[Items listed in a dataset]
==*==

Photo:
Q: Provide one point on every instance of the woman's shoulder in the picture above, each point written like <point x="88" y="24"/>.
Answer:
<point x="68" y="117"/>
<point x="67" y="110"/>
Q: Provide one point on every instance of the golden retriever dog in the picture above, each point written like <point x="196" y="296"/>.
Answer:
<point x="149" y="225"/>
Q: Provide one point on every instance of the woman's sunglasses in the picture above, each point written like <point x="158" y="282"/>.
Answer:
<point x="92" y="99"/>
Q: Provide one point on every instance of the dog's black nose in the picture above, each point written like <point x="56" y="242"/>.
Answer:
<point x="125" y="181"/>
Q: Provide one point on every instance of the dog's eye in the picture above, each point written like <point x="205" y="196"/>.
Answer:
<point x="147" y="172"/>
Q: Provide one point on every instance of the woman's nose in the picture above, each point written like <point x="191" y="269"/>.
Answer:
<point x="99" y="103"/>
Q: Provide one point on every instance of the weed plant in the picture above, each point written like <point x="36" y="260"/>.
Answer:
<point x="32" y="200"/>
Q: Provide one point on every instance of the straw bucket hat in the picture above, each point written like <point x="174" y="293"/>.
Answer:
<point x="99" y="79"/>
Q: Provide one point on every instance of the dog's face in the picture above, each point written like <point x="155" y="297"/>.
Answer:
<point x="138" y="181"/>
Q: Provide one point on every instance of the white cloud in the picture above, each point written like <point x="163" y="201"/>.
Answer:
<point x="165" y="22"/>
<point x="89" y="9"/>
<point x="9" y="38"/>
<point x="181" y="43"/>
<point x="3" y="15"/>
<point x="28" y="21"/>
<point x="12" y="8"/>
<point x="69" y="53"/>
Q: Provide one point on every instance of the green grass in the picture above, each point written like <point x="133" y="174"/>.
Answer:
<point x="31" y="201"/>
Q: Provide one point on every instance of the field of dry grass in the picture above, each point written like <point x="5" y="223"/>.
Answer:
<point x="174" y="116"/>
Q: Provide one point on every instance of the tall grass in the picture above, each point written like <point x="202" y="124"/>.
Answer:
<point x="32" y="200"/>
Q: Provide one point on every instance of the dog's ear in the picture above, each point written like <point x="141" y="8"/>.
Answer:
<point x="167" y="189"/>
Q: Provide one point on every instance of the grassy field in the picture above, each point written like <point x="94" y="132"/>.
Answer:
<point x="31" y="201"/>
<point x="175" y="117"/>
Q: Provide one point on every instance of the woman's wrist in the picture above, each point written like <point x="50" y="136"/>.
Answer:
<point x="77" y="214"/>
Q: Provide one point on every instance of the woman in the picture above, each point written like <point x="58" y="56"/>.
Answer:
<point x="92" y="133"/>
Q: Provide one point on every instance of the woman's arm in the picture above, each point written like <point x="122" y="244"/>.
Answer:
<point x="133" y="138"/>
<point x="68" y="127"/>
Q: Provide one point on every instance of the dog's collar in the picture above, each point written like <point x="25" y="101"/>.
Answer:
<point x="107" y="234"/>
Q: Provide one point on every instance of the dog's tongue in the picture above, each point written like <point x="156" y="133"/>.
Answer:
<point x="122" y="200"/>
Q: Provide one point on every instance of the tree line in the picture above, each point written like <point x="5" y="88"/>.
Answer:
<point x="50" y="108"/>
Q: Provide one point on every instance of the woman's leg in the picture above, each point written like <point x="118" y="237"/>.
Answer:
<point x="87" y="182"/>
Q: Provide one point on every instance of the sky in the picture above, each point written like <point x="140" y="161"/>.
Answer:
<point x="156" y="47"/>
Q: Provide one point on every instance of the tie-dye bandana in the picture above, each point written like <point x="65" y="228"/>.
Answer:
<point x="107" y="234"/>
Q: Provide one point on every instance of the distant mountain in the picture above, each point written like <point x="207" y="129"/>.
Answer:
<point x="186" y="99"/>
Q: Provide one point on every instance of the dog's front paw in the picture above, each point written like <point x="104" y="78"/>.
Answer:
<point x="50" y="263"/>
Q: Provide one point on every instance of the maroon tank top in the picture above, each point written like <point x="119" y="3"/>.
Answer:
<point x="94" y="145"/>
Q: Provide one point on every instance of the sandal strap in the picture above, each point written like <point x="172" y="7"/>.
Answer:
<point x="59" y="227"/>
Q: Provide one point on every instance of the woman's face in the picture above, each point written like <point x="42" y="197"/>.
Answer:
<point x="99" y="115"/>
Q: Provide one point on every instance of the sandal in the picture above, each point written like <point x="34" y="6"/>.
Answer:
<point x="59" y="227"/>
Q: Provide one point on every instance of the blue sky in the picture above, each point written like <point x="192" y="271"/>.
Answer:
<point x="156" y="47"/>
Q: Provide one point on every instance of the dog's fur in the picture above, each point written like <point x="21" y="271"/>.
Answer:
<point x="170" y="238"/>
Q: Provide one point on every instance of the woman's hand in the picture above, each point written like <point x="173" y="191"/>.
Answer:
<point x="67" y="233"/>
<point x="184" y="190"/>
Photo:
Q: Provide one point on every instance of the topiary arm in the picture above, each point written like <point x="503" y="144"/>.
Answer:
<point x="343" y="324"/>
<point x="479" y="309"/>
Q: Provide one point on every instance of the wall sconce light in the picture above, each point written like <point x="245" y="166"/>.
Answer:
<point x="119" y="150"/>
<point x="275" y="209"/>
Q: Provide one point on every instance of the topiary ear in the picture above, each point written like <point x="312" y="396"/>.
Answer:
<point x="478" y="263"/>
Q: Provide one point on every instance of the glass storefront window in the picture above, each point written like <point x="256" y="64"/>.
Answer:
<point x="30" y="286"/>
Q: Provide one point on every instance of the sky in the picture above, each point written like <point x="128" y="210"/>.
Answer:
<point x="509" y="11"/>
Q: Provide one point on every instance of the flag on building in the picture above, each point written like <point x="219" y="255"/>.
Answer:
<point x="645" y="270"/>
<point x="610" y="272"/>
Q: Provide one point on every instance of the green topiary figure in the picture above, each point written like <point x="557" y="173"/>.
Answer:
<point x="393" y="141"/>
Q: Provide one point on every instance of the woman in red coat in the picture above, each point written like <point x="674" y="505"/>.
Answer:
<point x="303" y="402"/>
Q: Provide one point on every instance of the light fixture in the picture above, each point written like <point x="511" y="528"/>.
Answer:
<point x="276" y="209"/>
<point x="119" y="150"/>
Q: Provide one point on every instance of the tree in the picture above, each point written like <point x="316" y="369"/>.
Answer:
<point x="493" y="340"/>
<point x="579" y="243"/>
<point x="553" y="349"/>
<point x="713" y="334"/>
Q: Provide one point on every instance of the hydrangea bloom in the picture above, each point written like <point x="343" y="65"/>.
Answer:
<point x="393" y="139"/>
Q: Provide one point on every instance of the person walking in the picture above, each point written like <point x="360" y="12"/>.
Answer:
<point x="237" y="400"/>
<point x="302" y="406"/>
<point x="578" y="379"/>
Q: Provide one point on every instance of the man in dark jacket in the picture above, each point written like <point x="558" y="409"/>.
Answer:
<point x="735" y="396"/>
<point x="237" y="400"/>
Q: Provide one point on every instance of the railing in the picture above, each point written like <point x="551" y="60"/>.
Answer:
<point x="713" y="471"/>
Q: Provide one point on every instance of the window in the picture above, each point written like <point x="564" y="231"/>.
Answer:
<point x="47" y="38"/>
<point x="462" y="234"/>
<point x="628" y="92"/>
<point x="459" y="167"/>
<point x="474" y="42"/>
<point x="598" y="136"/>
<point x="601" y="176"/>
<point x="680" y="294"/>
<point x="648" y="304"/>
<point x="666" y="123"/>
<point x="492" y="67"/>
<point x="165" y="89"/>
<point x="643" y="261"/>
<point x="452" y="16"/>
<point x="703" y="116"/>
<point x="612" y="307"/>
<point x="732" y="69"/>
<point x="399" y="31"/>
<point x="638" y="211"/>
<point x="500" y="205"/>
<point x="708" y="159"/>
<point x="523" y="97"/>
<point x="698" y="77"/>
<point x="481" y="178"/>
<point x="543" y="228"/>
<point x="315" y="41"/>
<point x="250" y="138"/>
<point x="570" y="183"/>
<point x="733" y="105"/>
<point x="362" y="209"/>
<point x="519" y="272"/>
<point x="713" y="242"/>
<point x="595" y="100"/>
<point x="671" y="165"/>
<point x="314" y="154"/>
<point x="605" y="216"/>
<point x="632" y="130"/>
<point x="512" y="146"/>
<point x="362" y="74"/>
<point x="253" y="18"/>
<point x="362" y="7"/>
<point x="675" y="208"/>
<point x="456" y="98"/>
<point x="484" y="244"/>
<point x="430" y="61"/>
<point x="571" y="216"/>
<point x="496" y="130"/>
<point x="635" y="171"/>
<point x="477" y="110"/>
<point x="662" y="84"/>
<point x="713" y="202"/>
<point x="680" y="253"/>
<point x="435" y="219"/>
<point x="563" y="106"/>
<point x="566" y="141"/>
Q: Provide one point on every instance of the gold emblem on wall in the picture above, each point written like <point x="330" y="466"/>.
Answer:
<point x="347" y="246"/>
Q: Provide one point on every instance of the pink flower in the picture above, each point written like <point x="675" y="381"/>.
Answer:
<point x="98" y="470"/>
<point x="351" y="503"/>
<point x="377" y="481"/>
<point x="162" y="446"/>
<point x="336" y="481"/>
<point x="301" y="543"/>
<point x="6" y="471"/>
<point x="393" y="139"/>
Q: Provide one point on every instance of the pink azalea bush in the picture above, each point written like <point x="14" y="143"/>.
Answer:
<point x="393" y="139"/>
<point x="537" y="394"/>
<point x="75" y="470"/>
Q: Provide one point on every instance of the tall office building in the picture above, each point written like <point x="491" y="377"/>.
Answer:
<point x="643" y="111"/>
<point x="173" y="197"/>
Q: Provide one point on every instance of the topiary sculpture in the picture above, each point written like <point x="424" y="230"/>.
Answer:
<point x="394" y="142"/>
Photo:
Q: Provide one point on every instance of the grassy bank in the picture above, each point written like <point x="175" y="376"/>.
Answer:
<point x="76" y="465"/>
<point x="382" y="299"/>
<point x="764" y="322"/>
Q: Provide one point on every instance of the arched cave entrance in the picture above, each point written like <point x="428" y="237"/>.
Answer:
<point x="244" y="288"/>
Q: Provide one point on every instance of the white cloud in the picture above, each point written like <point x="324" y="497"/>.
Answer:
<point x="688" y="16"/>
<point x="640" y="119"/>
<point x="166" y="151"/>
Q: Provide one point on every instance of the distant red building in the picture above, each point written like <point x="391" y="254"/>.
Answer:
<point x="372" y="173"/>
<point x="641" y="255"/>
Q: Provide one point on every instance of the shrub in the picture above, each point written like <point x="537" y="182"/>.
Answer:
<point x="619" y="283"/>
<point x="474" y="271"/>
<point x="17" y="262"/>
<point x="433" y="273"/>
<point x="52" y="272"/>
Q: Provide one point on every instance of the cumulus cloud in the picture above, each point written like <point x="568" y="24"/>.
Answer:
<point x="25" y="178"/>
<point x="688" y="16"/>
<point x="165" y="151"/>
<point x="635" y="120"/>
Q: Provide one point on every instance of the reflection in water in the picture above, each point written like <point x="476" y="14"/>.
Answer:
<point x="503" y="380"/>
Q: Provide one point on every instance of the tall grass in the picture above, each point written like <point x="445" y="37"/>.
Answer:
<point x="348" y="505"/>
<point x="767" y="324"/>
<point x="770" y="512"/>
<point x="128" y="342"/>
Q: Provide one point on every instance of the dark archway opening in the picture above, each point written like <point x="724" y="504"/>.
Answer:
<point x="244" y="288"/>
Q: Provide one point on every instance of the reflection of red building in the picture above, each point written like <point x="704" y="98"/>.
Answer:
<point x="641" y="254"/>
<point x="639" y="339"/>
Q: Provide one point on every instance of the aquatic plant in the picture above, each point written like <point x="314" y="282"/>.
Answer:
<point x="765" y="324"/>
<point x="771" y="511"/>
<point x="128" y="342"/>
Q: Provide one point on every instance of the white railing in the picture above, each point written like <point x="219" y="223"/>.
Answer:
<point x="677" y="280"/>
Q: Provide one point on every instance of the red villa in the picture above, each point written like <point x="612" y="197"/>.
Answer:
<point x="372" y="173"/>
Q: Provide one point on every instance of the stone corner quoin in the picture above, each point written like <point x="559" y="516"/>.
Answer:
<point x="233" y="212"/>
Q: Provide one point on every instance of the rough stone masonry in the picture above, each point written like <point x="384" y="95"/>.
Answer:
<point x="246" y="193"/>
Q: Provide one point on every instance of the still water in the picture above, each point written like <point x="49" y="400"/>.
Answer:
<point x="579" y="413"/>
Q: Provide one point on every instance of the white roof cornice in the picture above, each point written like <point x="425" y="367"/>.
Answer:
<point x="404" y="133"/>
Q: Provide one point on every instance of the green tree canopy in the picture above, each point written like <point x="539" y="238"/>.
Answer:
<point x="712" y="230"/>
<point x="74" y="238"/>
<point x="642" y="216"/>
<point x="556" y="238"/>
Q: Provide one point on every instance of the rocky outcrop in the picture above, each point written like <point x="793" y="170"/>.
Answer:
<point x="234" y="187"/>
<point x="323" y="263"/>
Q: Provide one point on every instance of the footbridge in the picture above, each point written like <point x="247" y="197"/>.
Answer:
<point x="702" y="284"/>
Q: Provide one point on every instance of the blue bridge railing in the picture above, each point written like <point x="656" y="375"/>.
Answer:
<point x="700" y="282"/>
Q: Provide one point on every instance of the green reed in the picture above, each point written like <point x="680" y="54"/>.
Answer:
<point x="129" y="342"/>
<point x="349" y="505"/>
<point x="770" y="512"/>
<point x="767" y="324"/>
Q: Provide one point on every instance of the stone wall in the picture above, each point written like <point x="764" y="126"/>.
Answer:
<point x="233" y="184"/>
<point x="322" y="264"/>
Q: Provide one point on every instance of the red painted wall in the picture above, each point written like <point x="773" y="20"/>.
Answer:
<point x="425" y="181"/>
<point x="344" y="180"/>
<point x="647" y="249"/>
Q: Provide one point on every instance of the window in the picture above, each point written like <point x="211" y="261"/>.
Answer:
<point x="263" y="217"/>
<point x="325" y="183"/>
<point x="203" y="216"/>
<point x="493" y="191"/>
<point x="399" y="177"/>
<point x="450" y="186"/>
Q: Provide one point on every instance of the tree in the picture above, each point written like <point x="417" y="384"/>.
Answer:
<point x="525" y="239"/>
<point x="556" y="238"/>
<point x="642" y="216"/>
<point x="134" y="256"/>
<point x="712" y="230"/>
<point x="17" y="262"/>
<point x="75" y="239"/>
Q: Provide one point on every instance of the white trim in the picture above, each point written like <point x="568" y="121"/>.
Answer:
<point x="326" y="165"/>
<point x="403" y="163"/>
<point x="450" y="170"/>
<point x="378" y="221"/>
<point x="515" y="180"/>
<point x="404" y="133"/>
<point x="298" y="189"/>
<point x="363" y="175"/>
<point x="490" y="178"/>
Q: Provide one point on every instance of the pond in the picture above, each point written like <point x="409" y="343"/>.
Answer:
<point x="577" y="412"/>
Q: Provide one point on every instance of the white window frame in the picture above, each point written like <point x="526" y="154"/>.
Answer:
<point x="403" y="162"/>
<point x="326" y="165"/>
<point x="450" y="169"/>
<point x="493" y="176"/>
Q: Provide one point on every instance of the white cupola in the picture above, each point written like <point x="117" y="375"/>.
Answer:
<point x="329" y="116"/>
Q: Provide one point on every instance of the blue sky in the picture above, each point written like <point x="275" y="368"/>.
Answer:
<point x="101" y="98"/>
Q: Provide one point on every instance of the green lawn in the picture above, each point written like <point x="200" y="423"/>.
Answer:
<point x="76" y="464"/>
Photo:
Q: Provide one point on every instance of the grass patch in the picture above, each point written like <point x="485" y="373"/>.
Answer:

==*==

Write out, word for word, the line containing "Q: Provide one point on every instance of the pond" and every line after it to the end of the data above.

Q: Provide one point on every instance of the pond in the picture above, each point written like <point x="409" y="343"/>.
Answer:
<point x="577" y="412"/>
Q: Provide one point on every instance of the white window frame in the picture above, each point written like <point x="526" y="154"/>.
Answer:
<point x="403" y="162"/>
<point x="326" y="165"/>
<point x="450" y="169"/>
<point x="493" y="176"/>
Q: Provide one point on every instance of the white cupola in the picture above, each point written like <point x="117" y="375"/>.
Answer:
<point x="329" y="116"/>
Q: Provide one point on every instance of the blue sky in the picture above, each point written like <point x="275" y="368"/>.
Answer:
<point x="101" y="98"/>
Q: Provide one point on every instance of the green lawn in the picture above, each point written like <point x="200" y="423"/>.
Answer:
<point x="76" y="464"/>
Photo:
Q: Provide one point on every instance of the grass patch in the picture above, each point written like <point x="485" y="373"/>.
Answer:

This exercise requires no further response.